● **Exercise requirements**
At the line containing "Each point like <point>556,212</point>.", begin retyping, and continue word for word until the records below run out.

● **Supplied information**
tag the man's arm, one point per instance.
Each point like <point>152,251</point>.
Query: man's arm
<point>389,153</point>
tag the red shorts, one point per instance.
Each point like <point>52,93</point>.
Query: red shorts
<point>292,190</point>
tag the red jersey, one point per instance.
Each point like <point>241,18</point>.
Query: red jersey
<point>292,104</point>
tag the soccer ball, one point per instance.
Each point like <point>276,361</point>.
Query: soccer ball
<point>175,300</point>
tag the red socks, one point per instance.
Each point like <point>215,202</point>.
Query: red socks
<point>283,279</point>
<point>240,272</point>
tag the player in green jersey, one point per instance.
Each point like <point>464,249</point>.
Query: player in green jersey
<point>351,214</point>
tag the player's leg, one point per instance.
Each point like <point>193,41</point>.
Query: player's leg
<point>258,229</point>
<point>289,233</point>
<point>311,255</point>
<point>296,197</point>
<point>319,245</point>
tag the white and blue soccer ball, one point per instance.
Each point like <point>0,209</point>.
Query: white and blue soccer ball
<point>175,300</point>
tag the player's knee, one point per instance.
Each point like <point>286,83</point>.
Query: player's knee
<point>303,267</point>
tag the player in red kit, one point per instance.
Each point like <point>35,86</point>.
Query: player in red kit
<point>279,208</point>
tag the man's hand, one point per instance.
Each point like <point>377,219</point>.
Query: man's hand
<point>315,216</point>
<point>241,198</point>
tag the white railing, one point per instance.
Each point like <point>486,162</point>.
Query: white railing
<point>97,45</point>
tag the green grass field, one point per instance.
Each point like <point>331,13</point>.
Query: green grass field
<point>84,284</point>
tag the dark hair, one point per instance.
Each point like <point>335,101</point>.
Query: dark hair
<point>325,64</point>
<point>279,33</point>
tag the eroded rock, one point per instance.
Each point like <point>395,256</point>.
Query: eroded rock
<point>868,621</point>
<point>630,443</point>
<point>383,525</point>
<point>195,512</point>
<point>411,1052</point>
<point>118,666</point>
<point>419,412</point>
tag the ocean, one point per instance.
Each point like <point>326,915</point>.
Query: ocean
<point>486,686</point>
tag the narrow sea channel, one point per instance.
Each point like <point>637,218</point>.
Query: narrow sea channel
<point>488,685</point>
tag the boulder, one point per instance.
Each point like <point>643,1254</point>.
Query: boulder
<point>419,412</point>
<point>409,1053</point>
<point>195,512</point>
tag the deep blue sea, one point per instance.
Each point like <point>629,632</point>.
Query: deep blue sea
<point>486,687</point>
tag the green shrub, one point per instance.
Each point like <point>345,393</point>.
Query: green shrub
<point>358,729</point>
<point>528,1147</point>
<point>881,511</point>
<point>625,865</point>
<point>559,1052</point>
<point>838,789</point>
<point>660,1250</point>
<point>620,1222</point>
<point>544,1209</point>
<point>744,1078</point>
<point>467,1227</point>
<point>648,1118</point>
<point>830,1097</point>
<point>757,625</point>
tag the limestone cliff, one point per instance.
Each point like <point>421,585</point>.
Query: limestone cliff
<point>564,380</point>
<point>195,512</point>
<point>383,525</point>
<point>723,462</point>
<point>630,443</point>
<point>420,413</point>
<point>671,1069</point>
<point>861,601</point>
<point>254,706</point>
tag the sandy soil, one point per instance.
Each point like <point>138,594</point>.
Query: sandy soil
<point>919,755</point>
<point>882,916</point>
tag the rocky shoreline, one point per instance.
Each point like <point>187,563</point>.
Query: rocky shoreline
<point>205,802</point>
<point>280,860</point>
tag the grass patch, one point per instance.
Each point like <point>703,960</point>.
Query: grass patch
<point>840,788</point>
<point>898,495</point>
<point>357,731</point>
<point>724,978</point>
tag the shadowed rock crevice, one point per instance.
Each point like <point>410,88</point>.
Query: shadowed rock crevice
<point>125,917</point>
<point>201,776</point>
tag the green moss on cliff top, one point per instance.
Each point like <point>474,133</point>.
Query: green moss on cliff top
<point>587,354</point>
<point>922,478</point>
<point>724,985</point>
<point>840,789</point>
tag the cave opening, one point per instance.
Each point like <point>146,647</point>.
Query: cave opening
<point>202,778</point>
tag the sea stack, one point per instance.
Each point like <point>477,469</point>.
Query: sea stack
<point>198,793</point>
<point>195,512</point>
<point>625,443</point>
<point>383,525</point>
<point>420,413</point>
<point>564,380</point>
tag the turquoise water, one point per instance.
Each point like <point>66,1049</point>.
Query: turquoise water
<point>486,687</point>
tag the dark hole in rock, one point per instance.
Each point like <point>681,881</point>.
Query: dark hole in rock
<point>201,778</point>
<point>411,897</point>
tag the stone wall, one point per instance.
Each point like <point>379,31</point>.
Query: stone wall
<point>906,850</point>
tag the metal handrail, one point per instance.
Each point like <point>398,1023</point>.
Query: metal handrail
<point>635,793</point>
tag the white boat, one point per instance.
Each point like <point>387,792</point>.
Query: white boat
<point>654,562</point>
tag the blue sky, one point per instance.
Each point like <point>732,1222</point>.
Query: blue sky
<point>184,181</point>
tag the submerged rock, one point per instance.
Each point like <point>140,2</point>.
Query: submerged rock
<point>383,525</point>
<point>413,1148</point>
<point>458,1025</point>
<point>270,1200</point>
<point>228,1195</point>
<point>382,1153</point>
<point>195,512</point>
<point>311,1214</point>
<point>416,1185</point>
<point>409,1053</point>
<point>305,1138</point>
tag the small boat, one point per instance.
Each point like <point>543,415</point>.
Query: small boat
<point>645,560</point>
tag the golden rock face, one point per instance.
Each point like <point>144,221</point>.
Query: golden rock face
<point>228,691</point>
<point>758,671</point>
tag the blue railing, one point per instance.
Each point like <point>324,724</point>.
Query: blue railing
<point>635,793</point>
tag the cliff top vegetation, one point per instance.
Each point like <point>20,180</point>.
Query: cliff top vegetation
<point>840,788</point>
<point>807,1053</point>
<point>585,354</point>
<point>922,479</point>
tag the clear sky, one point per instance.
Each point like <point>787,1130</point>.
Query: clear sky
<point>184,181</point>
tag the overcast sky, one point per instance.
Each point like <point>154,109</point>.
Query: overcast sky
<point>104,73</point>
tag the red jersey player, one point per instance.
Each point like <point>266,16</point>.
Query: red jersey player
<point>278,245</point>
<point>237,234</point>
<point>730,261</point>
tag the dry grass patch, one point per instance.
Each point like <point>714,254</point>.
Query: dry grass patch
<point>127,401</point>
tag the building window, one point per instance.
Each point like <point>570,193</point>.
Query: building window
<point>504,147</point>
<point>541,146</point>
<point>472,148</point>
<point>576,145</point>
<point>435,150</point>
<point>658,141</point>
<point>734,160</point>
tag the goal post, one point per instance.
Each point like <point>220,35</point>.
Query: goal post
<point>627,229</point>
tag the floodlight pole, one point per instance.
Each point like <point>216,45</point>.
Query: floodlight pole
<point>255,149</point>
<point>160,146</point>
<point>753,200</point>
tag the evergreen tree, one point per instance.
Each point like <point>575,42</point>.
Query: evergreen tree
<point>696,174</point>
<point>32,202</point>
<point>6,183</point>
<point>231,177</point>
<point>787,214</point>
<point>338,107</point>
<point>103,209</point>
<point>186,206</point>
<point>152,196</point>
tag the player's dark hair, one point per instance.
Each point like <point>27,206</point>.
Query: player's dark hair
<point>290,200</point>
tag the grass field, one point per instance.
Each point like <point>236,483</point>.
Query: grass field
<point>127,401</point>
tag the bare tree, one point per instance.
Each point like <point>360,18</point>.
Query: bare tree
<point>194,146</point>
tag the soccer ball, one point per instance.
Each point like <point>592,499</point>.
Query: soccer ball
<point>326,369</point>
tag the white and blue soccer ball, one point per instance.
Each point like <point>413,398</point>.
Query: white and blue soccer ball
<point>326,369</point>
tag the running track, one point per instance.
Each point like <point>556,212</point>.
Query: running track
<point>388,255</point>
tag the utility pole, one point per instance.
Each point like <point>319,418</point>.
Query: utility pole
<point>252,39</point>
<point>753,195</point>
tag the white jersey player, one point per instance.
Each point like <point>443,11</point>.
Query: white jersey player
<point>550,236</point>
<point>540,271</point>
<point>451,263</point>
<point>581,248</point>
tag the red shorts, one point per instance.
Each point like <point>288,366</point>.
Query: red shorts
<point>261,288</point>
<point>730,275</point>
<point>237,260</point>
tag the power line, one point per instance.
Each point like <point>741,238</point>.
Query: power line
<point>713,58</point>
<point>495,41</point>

● **Exercise answer**
Each point like <point>556,212</point>.
Query: running track
<point>388,255</point>
tag the utility pole, one point per instance.
Each point like <point>319,418</point>.
Query: utility pole
<point>252,39</point>
<point>753,195</point>
tag the white jersey player, one point per instance.
Each point like <point>443,11</point>.
Query: white jersey player
<point>550,236</point>
<point>540,271</point>
<point>451,263</point>
<point>581,248</point>
tag the red shorts, one point per instance.
Each point like <point>288,366</point>.
Query: red shorts
<point>261,288</point>
<point>730,275</point>
<point>237,260</point>
tag the power line, one point per instance.
Each point like <point>741,238</point>.
Query: power line
<point>713,58</point>
<point>495,41</point>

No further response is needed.